--- START ---
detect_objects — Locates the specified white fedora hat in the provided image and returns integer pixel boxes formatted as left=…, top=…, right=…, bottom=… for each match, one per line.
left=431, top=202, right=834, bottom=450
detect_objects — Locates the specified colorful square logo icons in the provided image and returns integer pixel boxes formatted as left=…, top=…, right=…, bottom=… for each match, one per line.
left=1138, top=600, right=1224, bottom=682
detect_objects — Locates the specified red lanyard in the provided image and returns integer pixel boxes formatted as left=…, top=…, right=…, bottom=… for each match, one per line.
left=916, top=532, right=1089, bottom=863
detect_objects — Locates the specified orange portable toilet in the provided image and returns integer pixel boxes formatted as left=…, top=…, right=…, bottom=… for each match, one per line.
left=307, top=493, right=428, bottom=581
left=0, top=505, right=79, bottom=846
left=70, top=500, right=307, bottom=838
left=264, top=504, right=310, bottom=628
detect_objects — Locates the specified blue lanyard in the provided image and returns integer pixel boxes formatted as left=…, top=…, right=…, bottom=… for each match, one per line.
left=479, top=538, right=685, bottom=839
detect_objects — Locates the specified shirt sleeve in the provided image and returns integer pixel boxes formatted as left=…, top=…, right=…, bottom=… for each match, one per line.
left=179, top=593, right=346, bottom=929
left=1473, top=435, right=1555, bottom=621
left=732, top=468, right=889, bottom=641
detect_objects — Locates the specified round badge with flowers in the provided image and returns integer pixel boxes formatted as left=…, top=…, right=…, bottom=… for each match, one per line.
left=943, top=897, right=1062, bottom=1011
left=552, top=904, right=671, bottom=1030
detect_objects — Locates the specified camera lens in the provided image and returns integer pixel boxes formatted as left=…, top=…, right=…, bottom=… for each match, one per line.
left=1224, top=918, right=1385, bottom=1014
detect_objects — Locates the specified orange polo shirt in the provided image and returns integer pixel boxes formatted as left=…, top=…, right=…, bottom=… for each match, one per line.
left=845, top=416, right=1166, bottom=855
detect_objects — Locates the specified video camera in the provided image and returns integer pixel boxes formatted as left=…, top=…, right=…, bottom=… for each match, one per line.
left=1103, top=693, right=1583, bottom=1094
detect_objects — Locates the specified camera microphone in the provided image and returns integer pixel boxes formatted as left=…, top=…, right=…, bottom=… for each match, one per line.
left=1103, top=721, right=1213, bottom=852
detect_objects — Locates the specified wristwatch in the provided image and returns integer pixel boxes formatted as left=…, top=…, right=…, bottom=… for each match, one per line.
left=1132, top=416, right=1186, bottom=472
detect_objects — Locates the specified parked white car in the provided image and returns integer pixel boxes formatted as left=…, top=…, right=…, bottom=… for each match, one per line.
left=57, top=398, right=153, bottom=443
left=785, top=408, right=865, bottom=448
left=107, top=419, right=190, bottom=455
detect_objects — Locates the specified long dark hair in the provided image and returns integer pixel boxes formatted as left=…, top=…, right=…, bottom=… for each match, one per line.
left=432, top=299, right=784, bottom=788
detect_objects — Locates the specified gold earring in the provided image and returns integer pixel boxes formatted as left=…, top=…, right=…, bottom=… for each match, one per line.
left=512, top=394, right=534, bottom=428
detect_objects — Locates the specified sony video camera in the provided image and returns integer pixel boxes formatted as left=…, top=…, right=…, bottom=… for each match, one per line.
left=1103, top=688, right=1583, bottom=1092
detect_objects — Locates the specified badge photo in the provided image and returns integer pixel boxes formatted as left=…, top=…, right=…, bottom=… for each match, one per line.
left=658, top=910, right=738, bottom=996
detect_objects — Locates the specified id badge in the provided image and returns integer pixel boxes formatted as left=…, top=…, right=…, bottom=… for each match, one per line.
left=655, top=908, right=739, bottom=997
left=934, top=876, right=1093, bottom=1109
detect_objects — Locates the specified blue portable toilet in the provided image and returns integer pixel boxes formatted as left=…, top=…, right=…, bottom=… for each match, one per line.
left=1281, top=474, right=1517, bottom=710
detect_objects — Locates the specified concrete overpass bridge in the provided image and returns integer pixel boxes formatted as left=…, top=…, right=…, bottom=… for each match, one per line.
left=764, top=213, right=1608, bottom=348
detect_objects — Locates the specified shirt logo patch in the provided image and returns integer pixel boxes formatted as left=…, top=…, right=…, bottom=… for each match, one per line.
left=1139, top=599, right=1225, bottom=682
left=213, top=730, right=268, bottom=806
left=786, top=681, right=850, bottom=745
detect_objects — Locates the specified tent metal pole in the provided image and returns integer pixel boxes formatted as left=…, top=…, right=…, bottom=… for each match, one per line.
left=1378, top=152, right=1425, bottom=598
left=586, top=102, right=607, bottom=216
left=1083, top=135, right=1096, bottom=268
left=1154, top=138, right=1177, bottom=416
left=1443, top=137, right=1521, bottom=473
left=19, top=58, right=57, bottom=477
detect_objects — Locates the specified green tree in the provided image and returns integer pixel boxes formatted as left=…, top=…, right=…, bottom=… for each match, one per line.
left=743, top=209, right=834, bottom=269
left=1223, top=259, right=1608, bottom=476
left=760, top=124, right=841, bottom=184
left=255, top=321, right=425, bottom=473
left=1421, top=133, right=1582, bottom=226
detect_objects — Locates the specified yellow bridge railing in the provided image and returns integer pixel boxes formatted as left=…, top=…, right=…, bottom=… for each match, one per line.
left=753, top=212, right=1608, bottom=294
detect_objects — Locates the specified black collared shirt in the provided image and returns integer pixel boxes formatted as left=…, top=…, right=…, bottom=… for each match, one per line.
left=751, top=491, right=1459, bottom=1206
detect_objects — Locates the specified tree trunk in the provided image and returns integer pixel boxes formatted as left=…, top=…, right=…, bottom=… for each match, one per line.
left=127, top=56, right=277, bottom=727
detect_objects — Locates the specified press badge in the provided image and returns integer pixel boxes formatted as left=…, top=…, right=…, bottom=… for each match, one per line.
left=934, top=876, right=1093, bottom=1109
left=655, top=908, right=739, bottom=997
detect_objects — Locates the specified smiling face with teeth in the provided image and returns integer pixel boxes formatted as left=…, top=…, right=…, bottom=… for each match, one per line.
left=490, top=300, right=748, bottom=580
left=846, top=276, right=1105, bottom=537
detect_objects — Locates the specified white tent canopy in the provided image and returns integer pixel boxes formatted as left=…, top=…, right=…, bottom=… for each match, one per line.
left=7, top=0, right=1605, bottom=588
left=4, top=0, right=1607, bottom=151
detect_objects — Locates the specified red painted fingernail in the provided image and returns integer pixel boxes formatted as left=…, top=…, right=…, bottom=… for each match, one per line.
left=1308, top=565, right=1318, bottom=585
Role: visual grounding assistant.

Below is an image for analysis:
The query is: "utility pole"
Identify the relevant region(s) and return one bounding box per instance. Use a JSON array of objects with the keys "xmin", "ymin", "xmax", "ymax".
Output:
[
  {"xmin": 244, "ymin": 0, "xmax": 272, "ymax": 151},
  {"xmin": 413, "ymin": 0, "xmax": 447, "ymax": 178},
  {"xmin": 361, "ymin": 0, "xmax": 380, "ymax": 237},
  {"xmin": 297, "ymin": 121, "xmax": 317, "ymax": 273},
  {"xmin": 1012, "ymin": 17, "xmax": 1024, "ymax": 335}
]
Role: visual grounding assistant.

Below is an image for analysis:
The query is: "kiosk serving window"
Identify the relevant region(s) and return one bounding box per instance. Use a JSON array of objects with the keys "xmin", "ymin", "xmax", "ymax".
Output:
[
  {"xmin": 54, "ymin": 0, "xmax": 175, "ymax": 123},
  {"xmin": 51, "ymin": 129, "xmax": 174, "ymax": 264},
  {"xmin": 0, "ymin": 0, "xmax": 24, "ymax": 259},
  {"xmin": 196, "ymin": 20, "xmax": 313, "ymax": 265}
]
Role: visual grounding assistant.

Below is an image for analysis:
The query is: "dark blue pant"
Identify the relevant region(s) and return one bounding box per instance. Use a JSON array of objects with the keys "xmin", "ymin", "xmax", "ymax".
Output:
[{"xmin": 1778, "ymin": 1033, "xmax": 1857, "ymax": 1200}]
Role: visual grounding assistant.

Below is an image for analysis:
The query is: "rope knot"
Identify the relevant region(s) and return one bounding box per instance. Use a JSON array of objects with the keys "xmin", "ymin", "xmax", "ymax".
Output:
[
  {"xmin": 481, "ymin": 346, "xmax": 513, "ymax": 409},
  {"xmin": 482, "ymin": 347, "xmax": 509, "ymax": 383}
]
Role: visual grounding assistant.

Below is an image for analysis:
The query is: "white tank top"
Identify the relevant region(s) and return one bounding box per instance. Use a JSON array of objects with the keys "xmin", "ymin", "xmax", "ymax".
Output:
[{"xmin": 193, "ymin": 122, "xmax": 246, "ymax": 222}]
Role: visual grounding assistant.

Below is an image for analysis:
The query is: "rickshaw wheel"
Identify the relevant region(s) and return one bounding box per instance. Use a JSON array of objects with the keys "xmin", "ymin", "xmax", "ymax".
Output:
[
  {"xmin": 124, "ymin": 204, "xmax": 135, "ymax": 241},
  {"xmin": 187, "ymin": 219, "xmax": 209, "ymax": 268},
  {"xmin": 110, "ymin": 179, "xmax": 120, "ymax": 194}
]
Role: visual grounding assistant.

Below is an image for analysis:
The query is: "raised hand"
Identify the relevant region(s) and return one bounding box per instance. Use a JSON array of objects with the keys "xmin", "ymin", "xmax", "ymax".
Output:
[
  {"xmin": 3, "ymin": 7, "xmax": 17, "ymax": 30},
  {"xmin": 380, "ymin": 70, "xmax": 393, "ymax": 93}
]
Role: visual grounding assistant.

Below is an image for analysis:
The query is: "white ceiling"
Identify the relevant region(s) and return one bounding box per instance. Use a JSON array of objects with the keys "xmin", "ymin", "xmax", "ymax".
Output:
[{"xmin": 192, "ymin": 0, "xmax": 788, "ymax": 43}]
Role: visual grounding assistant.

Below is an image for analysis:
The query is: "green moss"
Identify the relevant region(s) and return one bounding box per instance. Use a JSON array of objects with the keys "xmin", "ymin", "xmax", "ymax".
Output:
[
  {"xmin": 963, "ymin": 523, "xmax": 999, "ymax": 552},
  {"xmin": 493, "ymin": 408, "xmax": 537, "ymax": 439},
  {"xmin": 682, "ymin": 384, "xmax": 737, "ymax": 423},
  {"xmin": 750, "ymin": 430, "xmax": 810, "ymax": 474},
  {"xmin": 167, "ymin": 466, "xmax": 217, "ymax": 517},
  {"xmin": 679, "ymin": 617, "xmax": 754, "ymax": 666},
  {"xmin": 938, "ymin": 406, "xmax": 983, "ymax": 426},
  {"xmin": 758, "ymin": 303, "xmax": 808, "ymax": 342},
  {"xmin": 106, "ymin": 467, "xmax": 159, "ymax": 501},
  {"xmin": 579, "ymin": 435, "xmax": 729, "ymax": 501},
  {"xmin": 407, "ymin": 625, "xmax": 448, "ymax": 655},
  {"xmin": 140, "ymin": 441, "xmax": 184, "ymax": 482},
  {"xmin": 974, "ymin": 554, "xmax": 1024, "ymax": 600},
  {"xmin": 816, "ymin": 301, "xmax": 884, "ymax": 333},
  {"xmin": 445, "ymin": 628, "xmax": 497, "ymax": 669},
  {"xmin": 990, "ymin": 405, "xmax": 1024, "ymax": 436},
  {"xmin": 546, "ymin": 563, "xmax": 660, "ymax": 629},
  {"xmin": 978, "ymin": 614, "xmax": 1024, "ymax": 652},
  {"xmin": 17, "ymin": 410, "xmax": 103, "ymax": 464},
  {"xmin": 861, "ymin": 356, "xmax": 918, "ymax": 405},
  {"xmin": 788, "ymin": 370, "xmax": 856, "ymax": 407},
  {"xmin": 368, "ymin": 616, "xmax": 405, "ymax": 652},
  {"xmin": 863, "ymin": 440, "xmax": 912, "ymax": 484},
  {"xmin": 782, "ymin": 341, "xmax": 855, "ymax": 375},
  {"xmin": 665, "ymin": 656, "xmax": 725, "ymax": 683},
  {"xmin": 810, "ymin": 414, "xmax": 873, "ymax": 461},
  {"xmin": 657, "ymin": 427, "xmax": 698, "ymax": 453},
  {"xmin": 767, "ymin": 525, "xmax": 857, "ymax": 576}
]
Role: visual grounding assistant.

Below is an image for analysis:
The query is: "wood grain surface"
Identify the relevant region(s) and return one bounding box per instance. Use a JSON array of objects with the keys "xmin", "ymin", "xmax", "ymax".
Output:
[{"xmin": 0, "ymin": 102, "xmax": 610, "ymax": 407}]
--- END ---
### TASK INSTRUCTIONS
Only lines holding the word "query" are wanted, so copy each of them from the records above.

### TASK ANSWER
The query is: "utility pole"
The query is: "kiosk serving window"
The query is: "dark blue pant"
The query is: "rope knot"
The query is: "white tank top"
The query is: "rickshaw wheel"
The query is: "raised hand"
The query is: "white ceiling"
The query is: "green moss"
The query is: "wood grain surface"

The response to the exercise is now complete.